[Source document Boundary: Start]
This machine has a total of 160 physical cores, with SMT disabled, and has 4 NUMA nodes, each with 40 cores.

Set the CPU binding scheme using these two scripts: OMP_NUM_THREADS=160 CUSTOM_CPU_AFFINITY=0-159. In these two environment variables, the first specifies the number of threads for CPU inference startup, and the second specifies the IDs of the bound CPUs. To achieve NUMA affinity in CPU inference acceleration, CPU binding operations are required, following the rules below:

  • The number of startup threads must match the number of bound CPUs;
  • The number of CPUs used on each NUMA must be the same to maintain load balancing.

For example, in the above script, CPUs 0-159 are bound. Among them, 0-39 belongs to NUMA node 0, 40-79 belongs to NUMA node 1, 80-119 belongs to NUMA node 2, and 120-159 belongs to NUMA node 3. Each NUMA uses 40 CPUs, ensuring load balancing for each NUMA.

sysHAX Installation

There are two ways to install sysHAX: you can install the rpm package via dnf. Note that this method requires upgrading openEuler to openEuler 24.03 LTS SP2 or higher version:

shell
dnf install sysHAX

Or directly start using the source code:

shell
git clone -b v0.2.0 https://gitee.com/openeuler/sysHAX.git

Before starting sysHAX, some basic configurations are required:

shell
# When installing sysHAX via dnf install sysHAX
syshax init
syshax config services.gpu.port 8001
syshax config services.cpu.port 8002
syshax config services.conductor.port 8010
syshax config models.default ds-32b
shell
# When using git clone -b v0.2.0 https://gitee.com/openeuler/sysHAX.git
python3 cli.py init
python3 cli.py config services.gpu.port 8001
python3 cli.py config services.cpu.port 8002
python3 cli.py config services.conductor.port 8010
python3 cli.py config models.default ds-32b

Additionally, you can use syshax config --help or python3 cli.py config --help to view all configuration commands.

After configuration, start the sysHAX service using the following command:

shell
# When installing sysHAX via dnf install sysHAX
syshax run
shell
# When using git clone -b v0.2.0 https://gitee.com/openeuler/sysHAX.git
python3 main.py

When starting the sysHAX service, connectivity testing will be performed. sysHAX complies with the openAPI standard. After the service starts, you can call the large model service via API. The following script can be used for testing:

shell
curl http://0.0.0.0:8010/v1/chat/completions -H "Content-Type: application/json" -d '{
    "model": "ds-32b",
    "messages": [
        {
            "role": "user",
            "content": "介绍一下openEuler。"
        }
    ],
    "stream": true,
    "max_tokens": 1024
}'
[Source document Boundary: End]
[Provided information Boundary: Start]
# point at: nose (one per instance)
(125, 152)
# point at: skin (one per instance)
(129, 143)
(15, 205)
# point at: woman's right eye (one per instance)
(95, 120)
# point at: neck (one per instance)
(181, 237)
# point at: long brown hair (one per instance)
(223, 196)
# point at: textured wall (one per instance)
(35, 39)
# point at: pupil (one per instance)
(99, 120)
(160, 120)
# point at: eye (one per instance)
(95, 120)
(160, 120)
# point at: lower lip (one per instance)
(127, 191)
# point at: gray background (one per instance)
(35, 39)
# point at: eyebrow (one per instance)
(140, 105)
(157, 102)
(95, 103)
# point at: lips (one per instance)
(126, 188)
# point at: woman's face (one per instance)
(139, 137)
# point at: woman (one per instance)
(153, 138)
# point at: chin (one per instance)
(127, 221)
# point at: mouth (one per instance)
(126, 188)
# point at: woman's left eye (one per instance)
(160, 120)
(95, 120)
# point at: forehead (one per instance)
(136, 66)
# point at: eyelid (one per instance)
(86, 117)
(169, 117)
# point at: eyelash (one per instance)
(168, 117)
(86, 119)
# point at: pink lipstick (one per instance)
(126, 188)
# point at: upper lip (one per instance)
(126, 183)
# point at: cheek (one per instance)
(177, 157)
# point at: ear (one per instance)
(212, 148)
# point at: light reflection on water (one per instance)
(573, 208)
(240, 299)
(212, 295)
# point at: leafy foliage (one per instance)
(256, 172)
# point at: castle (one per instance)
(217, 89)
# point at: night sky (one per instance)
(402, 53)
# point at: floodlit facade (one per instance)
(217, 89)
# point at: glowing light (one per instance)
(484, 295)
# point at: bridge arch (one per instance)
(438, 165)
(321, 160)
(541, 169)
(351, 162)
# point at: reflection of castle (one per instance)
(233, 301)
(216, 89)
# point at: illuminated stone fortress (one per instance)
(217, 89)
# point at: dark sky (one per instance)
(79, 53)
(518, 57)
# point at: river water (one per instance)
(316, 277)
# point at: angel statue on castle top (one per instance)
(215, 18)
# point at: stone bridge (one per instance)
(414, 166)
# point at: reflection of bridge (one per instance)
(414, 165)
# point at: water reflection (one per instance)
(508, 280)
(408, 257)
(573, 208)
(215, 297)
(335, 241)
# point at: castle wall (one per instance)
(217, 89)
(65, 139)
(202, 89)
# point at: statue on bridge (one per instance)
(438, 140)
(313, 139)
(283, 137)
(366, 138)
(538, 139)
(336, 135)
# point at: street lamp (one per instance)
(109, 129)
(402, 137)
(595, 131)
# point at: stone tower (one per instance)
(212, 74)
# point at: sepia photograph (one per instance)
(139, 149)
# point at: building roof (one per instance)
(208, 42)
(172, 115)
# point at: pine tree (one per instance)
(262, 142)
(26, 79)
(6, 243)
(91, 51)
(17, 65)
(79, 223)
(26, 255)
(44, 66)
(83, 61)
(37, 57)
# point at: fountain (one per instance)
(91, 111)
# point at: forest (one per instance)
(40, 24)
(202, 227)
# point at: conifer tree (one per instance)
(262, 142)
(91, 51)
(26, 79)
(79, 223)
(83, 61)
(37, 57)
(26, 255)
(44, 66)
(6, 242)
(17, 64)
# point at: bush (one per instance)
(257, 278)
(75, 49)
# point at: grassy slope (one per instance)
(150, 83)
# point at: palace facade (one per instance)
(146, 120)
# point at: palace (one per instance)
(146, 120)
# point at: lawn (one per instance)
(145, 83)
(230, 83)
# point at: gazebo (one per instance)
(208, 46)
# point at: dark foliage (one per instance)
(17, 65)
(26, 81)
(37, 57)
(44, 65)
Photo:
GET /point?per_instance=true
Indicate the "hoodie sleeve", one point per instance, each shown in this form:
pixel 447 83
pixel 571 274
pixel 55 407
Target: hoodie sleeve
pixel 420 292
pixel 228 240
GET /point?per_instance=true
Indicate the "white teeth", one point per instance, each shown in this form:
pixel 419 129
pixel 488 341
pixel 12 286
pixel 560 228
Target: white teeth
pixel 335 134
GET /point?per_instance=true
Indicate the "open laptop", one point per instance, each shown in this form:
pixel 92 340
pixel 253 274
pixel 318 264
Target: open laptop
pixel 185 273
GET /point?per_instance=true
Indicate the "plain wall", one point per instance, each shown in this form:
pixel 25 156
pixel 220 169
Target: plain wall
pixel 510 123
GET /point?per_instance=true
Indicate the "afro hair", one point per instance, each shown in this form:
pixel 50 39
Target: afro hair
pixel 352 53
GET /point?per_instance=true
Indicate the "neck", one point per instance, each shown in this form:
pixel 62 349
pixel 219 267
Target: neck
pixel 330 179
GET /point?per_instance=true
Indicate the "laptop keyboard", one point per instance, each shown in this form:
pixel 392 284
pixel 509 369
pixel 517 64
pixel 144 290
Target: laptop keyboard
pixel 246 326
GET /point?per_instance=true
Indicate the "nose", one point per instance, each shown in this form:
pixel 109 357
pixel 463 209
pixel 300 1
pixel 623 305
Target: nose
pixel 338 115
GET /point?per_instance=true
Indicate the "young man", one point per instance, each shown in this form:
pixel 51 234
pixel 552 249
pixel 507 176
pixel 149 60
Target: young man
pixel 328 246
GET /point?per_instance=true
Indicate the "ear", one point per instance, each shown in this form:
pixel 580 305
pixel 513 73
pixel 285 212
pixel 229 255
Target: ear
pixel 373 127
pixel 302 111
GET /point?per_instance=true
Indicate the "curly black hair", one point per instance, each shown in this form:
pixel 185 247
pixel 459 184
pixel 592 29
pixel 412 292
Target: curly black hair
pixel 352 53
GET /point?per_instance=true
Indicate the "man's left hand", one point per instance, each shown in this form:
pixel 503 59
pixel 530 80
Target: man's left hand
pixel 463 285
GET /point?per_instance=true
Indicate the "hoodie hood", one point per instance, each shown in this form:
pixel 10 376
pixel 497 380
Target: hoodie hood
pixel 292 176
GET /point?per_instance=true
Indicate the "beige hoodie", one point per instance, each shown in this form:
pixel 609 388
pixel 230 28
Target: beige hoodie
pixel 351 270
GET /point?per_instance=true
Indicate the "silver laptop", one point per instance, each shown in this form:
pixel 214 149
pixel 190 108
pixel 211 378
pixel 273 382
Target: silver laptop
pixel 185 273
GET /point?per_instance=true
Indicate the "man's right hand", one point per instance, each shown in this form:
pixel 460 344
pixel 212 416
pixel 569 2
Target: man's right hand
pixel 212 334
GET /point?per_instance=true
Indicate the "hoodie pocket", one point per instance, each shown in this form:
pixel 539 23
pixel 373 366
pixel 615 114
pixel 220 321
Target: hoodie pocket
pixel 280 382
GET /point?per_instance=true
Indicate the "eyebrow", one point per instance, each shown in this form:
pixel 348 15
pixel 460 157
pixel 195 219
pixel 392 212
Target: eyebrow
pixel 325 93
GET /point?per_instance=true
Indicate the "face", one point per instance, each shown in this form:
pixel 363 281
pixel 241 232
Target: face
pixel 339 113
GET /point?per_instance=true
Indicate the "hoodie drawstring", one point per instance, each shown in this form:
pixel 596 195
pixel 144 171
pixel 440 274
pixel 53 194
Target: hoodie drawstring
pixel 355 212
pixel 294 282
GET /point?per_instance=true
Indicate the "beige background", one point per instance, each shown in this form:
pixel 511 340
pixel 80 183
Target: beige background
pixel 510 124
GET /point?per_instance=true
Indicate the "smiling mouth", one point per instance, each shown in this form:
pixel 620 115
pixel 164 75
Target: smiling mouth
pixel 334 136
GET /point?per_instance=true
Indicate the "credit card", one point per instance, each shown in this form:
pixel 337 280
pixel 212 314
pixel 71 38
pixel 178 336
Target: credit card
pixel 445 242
[Provided information Boundary: End]
◆ Action item
Repeat the passage of the sysHAX guide that opens with the words containing "Set the CPU" and closes with "maintain load balancing.". The entries are separate from the sysHAX guide and do not relate to it.

◆ Your response
Set the CPU binding scheme using these two scripts: OMP_NUM_THREADS=160 CUSTOM_CPU_AFFINITY=0-159. In these two environment variables, the first specifies the number of threads for CPU inference startup, and the second specifies the IDs of the bound CPUs. To achieve NUMA affinity in CPU inference acceleration, CPU binding operations are required, following the rules below:

  • The number of startup threads must match the number of bound CPUs;
  • The number of CPUs used on each NUMA must be the same to maintain load balancing.